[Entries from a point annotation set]
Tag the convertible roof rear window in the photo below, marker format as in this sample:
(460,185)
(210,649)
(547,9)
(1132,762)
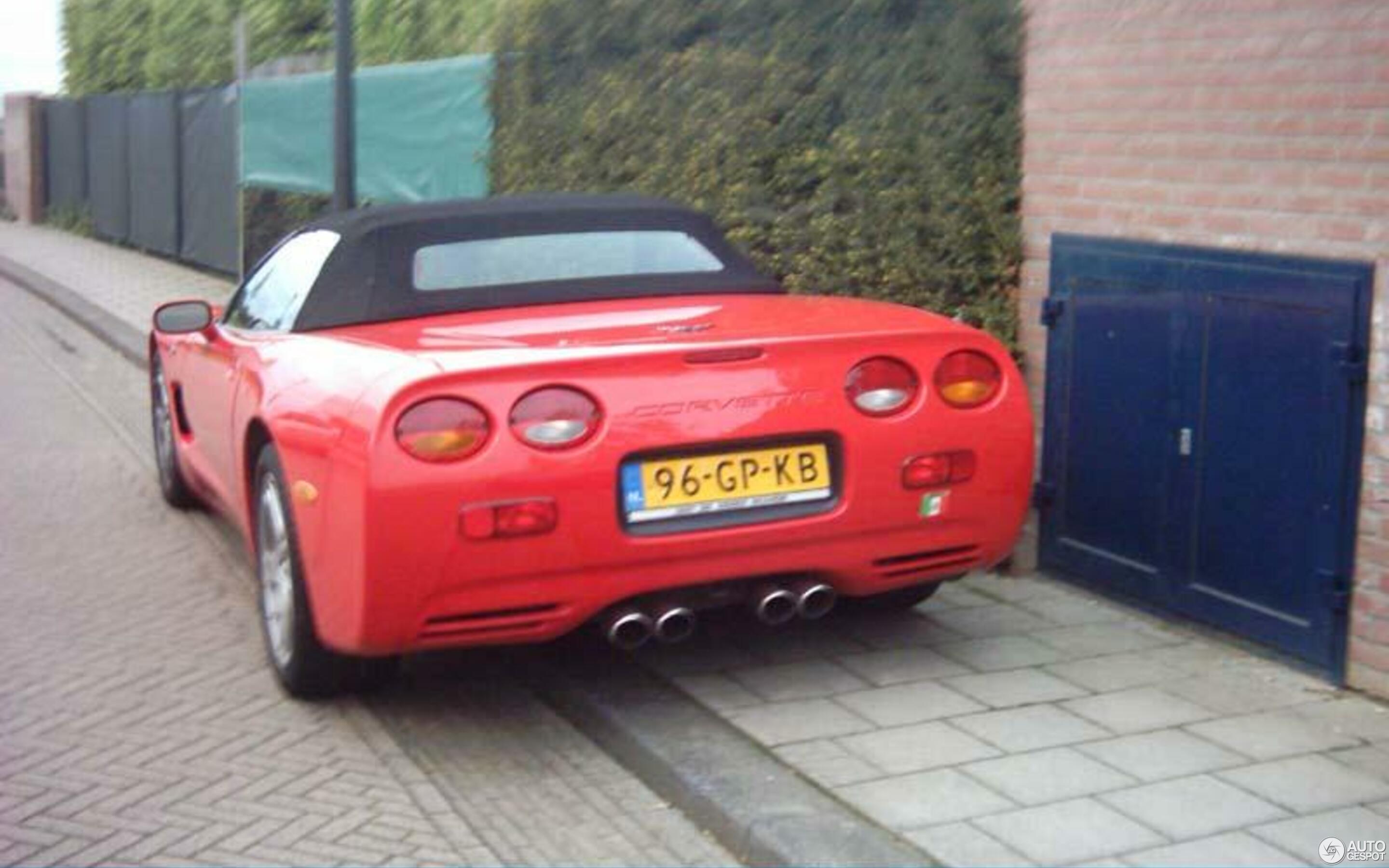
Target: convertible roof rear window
(569,256)
(428,259)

The exercise:
Give every line of the rows above as a Markdown table with the columns "No" and "Line", numbering each line and leaving out blank lines. Leave the pictures out of the answer.

Final result:
| No | Line |
|---|---|
| 1 | Tag the convertible roof rear window in the photo below, marker format as in this sample: |
| 2 | (460,185) |
| 3 | (210,649) |
| 4 | (547,9) |
| 5 | (1132,762) |
| 6 | Target: convertible roof rear window |
| 7 | (569,256) |
| 8 | (428,259) |